Text segment –

My father is 96. A month ago, he shuffled around the house, up and down the stairs, quite well by himself. Then, as he puts it, “I fell on my arse!” Oops! Compression fracture of the spine. Treatment: pain killers and bed rest. But, if he is ever to walk again, he must get up regularly, and spend two or three hours a day sitting in a chair. The doc prescribes hydrocodone–acetaminophen (Tylenol) with a touch of codeine. That doesn’t begin to control the pain if he sits or stands. “At my age,” says my father, “I don’t need to suffer.” So he lies there on his back, reading or playing games on his laptop.

Over three thousand years ago traders in the ancient Near East shipped opium packed in little jugs shaped like poppy capsules, with painted diagonal stripes to represent the slashes for collecting the resin. Opiates, including derivatives like codeine, morphine, heroin, methadone and oxycodone, are still the safest and most effective pain-killers known. People can use them for life with no more serious side effects than constipation. Yes, an overdose can kill you. But guess what? Two or three times the maximum daily dose of acetaminophen in hydrocodone can fatally damage your liver. And yes, opiates are addictive–for some people. So is alcohol–for some people.

The United States controls “drugs of abuse” with a ferocity rare in other western nations. The policy started with the 1914 Harrison Act, directed at Chinese opium-smokers. But the drug war as we know it began under Richard Nixon, and metastasized under Ronald Reagan. It’s what sociologists like to call a “moral panic”–a fear that undesirable groups somewhere are engaging in immoral behavior, and–BOO!–they might corrupt your children. For Nixon it was blacks, hippies and war protesters. For Reagan it was welfare queens and crack addicts.

Required actions –
**a.** From the pain-relief passage, list the opiate derivatives named after the words "including derivatives like".
**b.** Answer these questions from the pain-relief passage:
(i) How old is the father?
(ii) How long ago did traders in the ancient Near East ship opium in jugs shaped like poppy capsules?
(iii) Which 1914 act started the U.S. policy on "drugs of abuse"?
**c.** Carry on the pain-relief passage, beginning right after its final sentence.

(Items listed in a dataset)
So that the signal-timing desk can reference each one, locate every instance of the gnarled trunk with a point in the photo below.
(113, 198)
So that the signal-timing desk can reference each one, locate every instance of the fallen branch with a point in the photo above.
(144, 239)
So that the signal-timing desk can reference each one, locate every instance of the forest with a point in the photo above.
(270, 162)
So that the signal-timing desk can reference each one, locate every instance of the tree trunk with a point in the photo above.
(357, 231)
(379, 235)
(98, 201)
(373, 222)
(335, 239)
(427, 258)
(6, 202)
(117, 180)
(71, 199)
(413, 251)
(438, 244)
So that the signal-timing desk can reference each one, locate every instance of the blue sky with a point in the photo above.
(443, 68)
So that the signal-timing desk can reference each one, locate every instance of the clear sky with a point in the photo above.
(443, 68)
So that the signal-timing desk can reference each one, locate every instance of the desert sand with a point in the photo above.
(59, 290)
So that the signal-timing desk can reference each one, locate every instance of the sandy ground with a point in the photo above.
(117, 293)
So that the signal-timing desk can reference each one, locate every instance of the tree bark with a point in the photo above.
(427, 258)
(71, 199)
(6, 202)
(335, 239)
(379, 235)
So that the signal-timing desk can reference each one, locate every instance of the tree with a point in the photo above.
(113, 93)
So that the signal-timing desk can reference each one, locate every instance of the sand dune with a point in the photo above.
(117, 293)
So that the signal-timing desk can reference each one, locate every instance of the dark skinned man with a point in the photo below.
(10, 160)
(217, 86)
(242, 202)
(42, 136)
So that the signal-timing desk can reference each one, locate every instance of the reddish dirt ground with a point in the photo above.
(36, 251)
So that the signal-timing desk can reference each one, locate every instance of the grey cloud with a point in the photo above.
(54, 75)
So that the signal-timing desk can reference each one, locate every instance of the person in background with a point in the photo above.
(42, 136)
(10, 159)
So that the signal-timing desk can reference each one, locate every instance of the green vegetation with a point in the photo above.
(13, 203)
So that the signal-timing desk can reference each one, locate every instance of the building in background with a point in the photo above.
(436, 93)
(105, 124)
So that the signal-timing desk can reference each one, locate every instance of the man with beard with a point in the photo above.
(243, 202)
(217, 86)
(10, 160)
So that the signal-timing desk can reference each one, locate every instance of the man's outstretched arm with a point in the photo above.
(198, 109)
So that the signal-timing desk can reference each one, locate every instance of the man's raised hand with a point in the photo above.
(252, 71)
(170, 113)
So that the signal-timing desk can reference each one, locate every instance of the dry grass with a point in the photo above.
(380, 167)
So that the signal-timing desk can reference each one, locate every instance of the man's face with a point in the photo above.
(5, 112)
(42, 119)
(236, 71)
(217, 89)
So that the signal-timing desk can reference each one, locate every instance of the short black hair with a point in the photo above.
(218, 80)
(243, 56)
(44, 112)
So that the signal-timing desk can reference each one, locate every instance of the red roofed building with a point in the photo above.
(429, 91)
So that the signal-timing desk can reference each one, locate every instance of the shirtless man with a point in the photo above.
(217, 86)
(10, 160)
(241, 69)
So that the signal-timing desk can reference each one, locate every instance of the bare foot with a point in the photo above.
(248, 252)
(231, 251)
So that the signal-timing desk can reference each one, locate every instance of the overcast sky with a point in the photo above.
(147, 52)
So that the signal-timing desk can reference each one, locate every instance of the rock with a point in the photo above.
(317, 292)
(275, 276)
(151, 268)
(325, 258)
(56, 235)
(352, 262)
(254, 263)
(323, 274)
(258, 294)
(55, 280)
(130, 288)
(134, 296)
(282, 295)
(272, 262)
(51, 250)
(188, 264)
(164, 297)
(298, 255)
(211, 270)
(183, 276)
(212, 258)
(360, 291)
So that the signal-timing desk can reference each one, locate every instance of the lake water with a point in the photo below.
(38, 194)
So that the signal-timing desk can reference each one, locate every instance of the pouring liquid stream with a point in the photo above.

Responses by item number –
**a.** codeine, morphine, heroin, methadone, oxycodone

**b.**
(i) 96
(ii) Over three thousand years ago
(iii) The Harrison Act

**c.**
Some moral panics die out, like the one about gambling. Remember Guys and Dolls? That was before states hit the lottery jackpot. But the drug war fills too many political needs. Because drug possession or sale is a victimless crime, it permits selective prosecution. Even though whites and blacks use illegal drugs at about the same rates, blacks are arrested, prosecuted and jailed at many times the rate of whites. Southern states don’t allow ex-felons to vote. As a result, in 2000, disenfranchisement of blacks in Florida gave the presidency to George W. Bush. Now the drug war has come back to bite him in Afghanistan, where black market opium funds the resurgent Taliban and Al Qaeda.

At home, the Drug Enforcement Administration keeps doctors under surveillance lest they over-prescribe strong opiates (Percocet, OxyContin) or worse, prescribe them to addicts. Pain specialists have been prosecuted, lost their licenses and even been imprisoned for careless prescribing. Doctors run scared. So if you have an elderly patient with a fracture–well, not a priority for pain treatment. (Yet all the DEA’s watchfulness didn’t stop Rush Limbaugh from filling multiple phony prescriptions.)

My father has set himself up with everything in reach of his hospital bed–laptop, printer, telephone, files–an office on wheels. Time to go now. He’s ready for his favorite diversion: clobbering me and my sister at internet Scrabble!